WHAT IS EXPECTED
Leaving the pictures aside, return all of the data below exactly.

*** DATASET ***

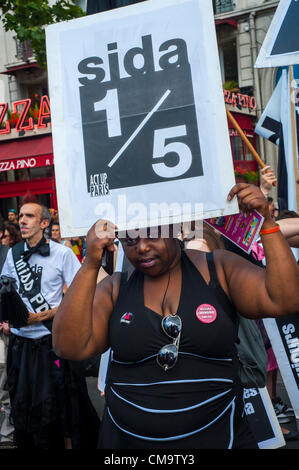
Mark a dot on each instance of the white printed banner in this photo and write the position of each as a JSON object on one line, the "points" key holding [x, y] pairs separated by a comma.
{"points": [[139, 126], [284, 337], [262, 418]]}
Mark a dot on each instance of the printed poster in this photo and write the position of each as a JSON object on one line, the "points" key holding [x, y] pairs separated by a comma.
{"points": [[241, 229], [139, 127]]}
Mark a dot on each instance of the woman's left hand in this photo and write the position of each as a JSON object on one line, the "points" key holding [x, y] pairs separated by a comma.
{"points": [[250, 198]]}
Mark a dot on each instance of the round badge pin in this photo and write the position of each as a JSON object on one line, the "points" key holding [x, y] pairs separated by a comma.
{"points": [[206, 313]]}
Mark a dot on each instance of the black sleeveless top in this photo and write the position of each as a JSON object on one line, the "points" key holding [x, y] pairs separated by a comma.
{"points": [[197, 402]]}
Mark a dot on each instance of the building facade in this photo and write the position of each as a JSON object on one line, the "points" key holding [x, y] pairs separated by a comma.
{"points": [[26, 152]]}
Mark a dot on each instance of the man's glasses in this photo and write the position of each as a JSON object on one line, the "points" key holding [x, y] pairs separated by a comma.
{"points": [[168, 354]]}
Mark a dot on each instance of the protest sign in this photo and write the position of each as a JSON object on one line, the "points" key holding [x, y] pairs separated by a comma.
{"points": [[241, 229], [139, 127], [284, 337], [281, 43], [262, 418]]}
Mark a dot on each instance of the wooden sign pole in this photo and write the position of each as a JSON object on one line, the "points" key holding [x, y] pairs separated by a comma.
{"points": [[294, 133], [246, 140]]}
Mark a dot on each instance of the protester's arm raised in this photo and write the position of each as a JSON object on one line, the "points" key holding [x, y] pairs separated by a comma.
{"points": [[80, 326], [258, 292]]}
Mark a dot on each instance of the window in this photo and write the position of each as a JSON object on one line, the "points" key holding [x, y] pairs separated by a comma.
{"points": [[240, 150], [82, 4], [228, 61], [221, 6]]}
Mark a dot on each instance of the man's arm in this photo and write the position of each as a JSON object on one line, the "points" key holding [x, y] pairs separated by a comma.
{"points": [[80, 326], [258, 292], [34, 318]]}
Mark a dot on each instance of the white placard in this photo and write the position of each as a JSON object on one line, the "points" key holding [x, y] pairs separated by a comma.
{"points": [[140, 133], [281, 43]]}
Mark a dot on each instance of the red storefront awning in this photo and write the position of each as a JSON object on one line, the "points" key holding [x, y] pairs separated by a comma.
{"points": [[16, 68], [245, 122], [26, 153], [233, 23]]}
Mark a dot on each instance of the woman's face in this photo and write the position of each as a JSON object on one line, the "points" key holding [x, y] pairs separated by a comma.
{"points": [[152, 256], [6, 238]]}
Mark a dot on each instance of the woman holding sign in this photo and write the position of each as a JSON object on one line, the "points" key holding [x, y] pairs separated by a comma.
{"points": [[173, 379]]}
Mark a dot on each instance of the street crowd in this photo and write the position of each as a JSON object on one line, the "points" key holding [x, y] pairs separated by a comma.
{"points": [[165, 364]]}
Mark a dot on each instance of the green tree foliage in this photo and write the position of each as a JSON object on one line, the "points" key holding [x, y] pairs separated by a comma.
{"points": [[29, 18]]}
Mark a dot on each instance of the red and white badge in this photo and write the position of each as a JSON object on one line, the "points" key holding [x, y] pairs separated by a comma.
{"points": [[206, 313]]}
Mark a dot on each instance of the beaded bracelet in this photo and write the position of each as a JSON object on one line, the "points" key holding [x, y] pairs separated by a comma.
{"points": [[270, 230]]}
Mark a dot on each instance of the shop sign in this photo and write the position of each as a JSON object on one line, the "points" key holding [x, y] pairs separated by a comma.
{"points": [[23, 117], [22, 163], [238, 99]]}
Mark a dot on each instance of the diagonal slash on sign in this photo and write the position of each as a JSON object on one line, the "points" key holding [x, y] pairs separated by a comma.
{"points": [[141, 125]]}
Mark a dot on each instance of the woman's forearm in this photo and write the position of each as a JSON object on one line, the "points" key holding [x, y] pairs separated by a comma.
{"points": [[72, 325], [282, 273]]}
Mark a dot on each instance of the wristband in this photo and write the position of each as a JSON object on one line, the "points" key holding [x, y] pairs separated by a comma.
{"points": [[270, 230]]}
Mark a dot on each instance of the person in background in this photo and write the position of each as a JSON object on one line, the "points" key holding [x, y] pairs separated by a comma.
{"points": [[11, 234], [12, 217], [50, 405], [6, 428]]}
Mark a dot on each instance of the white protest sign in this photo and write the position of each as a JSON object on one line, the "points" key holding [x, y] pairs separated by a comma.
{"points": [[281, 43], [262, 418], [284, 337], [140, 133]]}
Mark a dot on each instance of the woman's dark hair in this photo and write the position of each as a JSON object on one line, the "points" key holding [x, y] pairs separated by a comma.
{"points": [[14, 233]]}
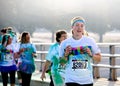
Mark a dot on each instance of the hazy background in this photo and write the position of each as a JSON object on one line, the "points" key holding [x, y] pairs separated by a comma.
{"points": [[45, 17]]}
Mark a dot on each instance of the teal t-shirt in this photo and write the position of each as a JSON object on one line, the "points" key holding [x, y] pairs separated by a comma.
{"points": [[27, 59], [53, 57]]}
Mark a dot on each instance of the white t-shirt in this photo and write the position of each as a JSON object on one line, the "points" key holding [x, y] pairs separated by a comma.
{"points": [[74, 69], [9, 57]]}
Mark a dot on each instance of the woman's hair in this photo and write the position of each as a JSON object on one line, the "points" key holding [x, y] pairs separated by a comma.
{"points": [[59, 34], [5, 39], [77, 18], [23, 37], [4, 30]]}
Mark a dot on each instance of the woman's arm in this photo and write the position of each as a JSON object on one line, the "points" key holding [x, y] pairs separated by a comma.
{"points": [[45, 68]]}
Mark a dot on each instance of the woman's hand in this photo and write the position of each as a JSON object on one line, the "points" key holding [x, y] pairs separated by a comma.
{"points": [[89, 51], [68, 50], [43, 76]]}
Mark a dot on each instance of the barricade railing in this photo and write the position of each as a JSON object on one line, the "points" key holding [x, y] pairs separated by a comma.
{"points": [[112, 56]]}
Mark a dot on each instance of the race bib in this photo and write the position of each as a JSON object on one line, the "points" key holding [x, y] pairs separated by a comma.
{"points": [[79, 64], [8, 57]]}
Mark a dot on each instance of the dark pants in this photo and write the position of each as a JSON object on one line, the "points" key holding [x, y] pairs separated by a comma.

***

ANSWER TO THIS TASK
Mark a dot on each instance of the white printed banner in this photo and write the position of each as a JSON object on one line, the "points" key holding [x, y] pairs separated by a comma.
{"points": [[139, 126], [284, 337], [262, 418]]}
Mark a dot on each instance of the printed poster in this photo and write the position of each as a JSON object on one line, the "points" key holding [x, y] pairs separated by a comma.
{"points": [[241, 229], [139, 127]]}
Mark a dot on each instance of the woman's left hand in this photo and write the position of each as a JSON object on one line, the "points" key holding [x, y] pairs separated by a comma.
{"points": [[250, 198]]}
Mark a dot on each instance of the round badge pin in this photo and write the position of each as a JSON object on one line, the "points" key holding [x, y] pairs separated by a comma.
{"points": [[206, 313]]}
Mark a dot on each instance of the black sleeveless top in this photo and write the position of each as a JSON object on one line, the "points" key holding [x, y] pairs separated by a comma.
{"points": [[197, 402]]}
Mark a dot on each instance of the building facade in this photo and write the position of each as a JSON object on one line, the "points" key holding [x, y] pairs separated by a comma.
{"points": [[26, 152]]}
Mark a dot on each instance of the man's glasses in this photo and write the position of each as a JSON object on one line, the "points" key holding [x, y] pairs separated by a comma.
{"points": [[168, 354]]}
Mark a dot on each instance of the protest sign in this photo and write the position of each as a JSON object on one line, the "points" key holding [x, y] pairs separated by a comma.
{"points": [[241, 229], [139, 127], [284, 337], [281, 43], [262, 418]]}
Mark a dot on each instance of the wooden sign pole in this photo and write the position of each as a JSON object on one line, the "points" key holding [x, y] pairs separated by a comma.
{"points": [[294, 133], [246, 140]]}
Mark a dot on each instance of the protester's arm raised in this photo and write the position of each as a JSON object on one line, the "points" key holding [x, y] pairs separated by a comma.
{"points": [[80, 326], [258, 292]]}
Mark a dot on each instance of the window in this photo and write the position of each as a JSON object on one line, the "points" key holding [x, y] pairs separated by a comma.
{"points": [[240, 150], [82, 4], [228, 61], [221, 6]]}
Mark a dot on each instance of the man's arm in this photo and write the position of each as a JSON object on one line, the "points" key holding [x, y] pairs separated by a comma.
{"points": [[80, 326], [258, 292], [34, 318]]}
Mark a dot on each instance of the white placard in this photo and write the position of each as a JSON object on one line, the "points" key holding [x, y] pairs separated by a comma.
{"points": [[140, 133], [281, 43]]}
Mark a dot on each instance of the red storefront awning in this photo and write the position of each as a JSON object on one line, the "points" key holding [x, y] pairs separated by a comma.
{"points": [[16, 68], [245, 122], [26, 153], [233, 23]]}
Mark a dot on each instance of the woman's face in this photo and write the position of each as a JSON object on one line, the "points" key holding [x, y] pairs separated by a comma.
{"points": [[152, 256], [6, 238]]}
Mark a dot on each instance of the woman holding sign in this photo and write the position of each as a JSON object on one line, the "points" key holding [x, y] pairs separated by a comma.
{"points": [[173, 379]]}
Mark a dot on each instance of the street crowd in this photo and write the position of each as a JSON object on one line, the "points" key holding [x, y] pairs separated by a comma.
{"points": [[165, 364]]}
Mark a dot on each instance of the green tree foliage in this photo and write the position of each as a JSON object on one line, the "points" key holding [x, y] pairs separated by a comma.
{"points": [[29, 18]]}
Mark a dot on each instance of the red and white badge in this photo and write the position of each as a JSON object on one line, the "points" key holding [x, y] pairs separated by a comma.
{"points": [[206, 313]]}
Mark a dot on each instance of the beaded bracelet in this photo and write the position of each as a JSON object on one line, the "points" key holding [x, y] pairs separated by a comma.
{"points": [[270, 230]]}
Mark a dot on each instance of the shop sign in this photo and write the position of each as a JSON object on one line, the "points" key holding [x, y] pairs separated by a comma.
{"points": [[23, 117], [22, 163], [238, 99]]}
Mark a dot on each instance of the diagonal slash on sign in this photo and write the position of each as a JSON object on one line, the "points" key holding [x, y] pairs separated by a comma.
{"points": [[141, 125]]}
Mark a dot on each instance of the woman's forearm in this photo and write the position of each as a JSON object on one line, the "points" key holding [x, y] pairs separated by a comma.
{"points": [[72, 325], [282, 273]]}
Mark a dot on each instance of the wristband in this photo and write the position of each as a JSON object on one line, the "points" key holding [x, y] pairs separated by a comma.
{"points": [[270, 230]]}
Mark a dot on each instance of the person in background in this photo and write the position of each as a JSON object on one line, the "points" key holding [x, y] pairs separated by a comma.
{"points": [[11, 234], [12, 217], [50, 405], [6, 428]]}
Mark a dot on each instance of the white protest sign in this photo and write the position of each as a JSON object on one line, the "points" key holding [x, y] pairs separated by a comma.
{"points": [[281, 43], [262, 418], [284, 337], [140, 133]]}
Mark a dot on each instance of the woman's dark hair in this photo and write the position of each as a JSON object on one line, the "points" key holding [x, y] pairs separated by a comma.
{"points": [[14, 233]]}
Mark a dot on each instance of the hazy background in this photo and write the position of each as a JSON object on one line, the "points" key holding [x, y] pairs separated by a comma.
{"points": [[45, 17]]}
Mark a dot on each instance of the teal t-shirt in this photo and write the position of each as a JSON object on one line, the "points" key holding [x, y] pairs separated by a comma.
{"points": [[27, 59], [53, 57]]}
Mark a dot on each instance of the white t-shirt in this photo and write the position of each as a JSON object on one line, the "points" key holding [x, y] pairs separated by a comma.
{"points": [[74, 69], [9, 57]]}
Mark a dot on each instance of the woman's hair in this photo and write the position of each as a JSON object on one line, the "points" key holding [x, y] pairs separated by a comma.
{"points": [[59, 34], [5, 39], [77, 18], [23, 37], [4, 30]]}
Mark a dot on each instance of the woman's arm in this photo and write the position of each as a JSON object on one line, the "points" key holding [x, y] pairs separated by a comma.
{"points": [[45, 68]]}
Mark a dot on each instance of the woman's hand in this photo and write the position of each as a JSON object on one line, the "points" key holding [x, y] pairs separated by a comma.
{"points": [[89, 51], [68, 50], [43, 76]]}
Mark a dot on each instance of the barricade railing in this photo and write the position of each as a JSON object on one line, the "points" key holding [x, y] pairs separated by a comma.
{"points": [[112, 56]]}
Mark a dot on each instance of the race bib in this photo and write the position of each as a JSON object on one line, the "points" key holding [x, y] pairs separated by a comma.
{"points": [[79, 64], [8, 57]]}
Mark a dot on each instance of the dark pants in this photo and write the position of each as a JSON object on one line, the "points" key holding [x, y] pairs separated by a comma.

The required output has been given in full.